Nos entreprises ont-elles souffert des sanctions économiques imposées à la Russie?

La Coupe du monde en Russie, c'est parti! C'est l'occasion de se poser une question : nos entreprises ont-elles souffert des sanctions économiques imposées à la Russie après l’annexion de la Crimée en 2014 et de l’embargo que la Russie a mis en place en réponse à ces sanctions?

La réponse est oui. Surtout nos entreprises exportant des produits agricoles : viande, produits laitiers, fruits (on a beaucoup parlé des poires à l’époque). Ils représentaient environ 6% des exportations wallonnes vers la Russie avant les sanctions. Aujourd’hui, c’est la moitié et pourtant, malgré cette baisse des exportations agricoles, les exportations wallonnes en général sont reparties à la hausse l’année passée.

___

**CONSIGNES**
Résumez le texte fourni en deux phrases.

**DONNÉES BRUTES**
___

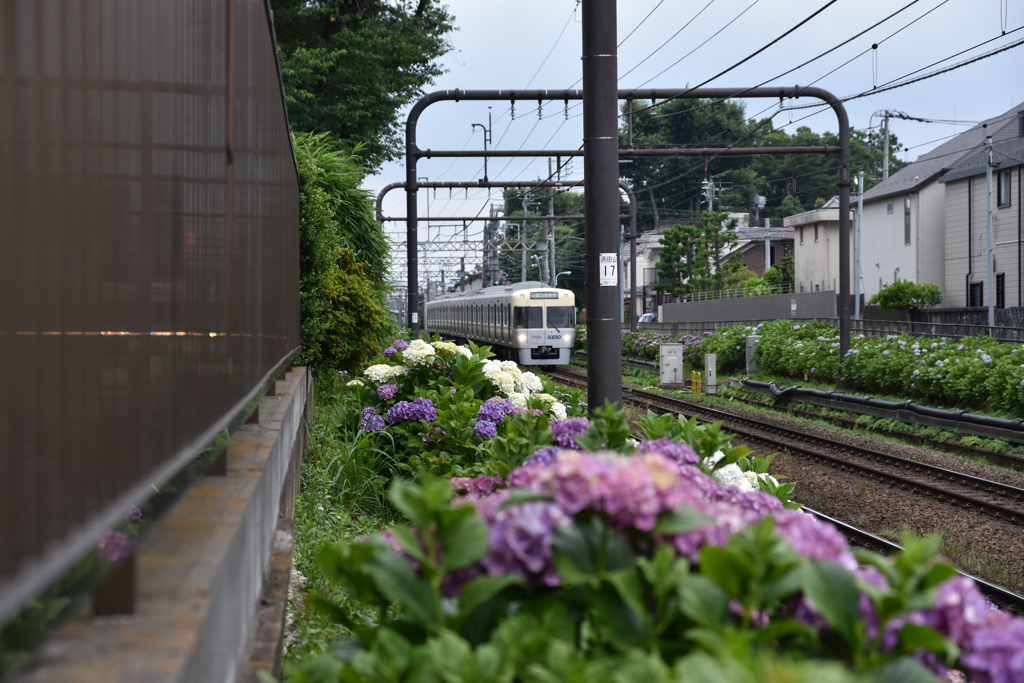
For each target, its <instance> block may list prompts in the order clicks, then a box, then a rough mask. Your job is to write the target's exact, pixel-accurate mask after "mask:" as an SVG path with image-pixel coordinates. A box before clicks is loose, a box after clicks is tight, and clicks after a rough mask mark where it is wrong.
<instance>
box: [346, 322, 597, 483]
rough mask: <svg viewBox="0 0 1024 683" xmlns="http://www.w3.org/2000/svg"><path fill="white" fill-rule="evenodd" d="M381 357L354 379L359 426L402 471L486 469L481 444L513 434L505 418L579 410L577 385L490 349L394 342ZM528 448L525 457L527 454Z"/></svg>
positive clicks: (468, 345)
mask: <svg viewBox="0 0 1024 683" xmlns="http://www.w3.org/2000/svg"><path fill="white" fill-rule="evenodd" d="M383 355H384V357H383V358H381V359H380V362H377V364H374V365H372V366H370V367H369V368H367V369H366V370H365V371H364V372H362V374H361V375H360V376H359V377H358V378H356V379H353V380H350V381H349V382H347V385H346V389H347V391H348V394H347V405H348V408H349V409H352V410H355V411H358V416H359V420H358V425H357V427H356V428H357V429H360V430H362V431H364V432H367V433H369V434H372V435H373V437H374V440H375V441H374V443H375V446H376V447H381V449H386V450H388V451H390V452H391V453H392V455H393V461H394V462H395V463H397V465H396V467H397V468H398V469H401V470H404V471H407V472H410V473H411V472H415V471H417V470H418V469H420V468H423V467H425V468H427V469H428V470H431V471H433V472H435V473H438V474H445V475H451V474H464V473H481V472H479V470H478V468H476V469H474V468H475V467H476V465H477V464H478V463H479V462H480V461H481V460H483V459H482V456H481V449H485V447H486V446H487V443H488V441H489V440H490V439H493V438H495V437H498V436H500V435H503V434H504V432H505V431H506V425H505V424H504V423H505V418H506V417H507V416H510V415H513V414H516V413H519V412H522V411H538V412H540V413H542V414H543V415H545V416H547V417H549V418H552V419H565V418H567V417H569V415H570V414H571V415H578V414H579V412H580V411H581V410H582V405H583V401H582V400H581V397H580V392H579V391H578V390H575V391H573V390H569V389H564V388H561V387H559V386H558V385H556V384H554V383H552V382H551V381H550V380H548V379H546V378H541V377H539V376H538V375H536V374H535V373H532V372H528V371H523V370H522V369H520V368H519V366H518V365H516V364H515V362H512V361H510V360H504V361H500V360H496V359H494V358H492V357H490V355H492V354H490V352H489V349H488V348H487V347H478V346H475V345H473V344H470V345H468V346H461V345H458V344H455V343H452V342H447V341H442V340H441V339H440V338H438V337H434V338H432V339H430V340H423V339H415V340H412V341H407V340H403V339H396V340H394V341H393V342H392V343H391V344H390V345H389V346H388V347H387V348H385V349H384V353H383ZM527 455H529V454H528V453H527V454H525V455H524V456H522V458H525V457H526V456H527Z"/></svg>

___

**CORRIGÉ**
Selon le texte, nos entreprises ont souffert des sanctions économiques imposées à la Russie après l'annexion de la Crimée en 2014 et de l'embargo russe mis en place en réponse, surtout celles qui exportent des produits agricoles comme la viande, les produits laitiers et les fruits. Ces produits, qui représentaient environ 6 % des exportations wallonnes vers la Russie avant les sanctions, n'en représentent plus que la moitié, mais les exportations wallonnes en général sont reparties à la hausse l'année passée.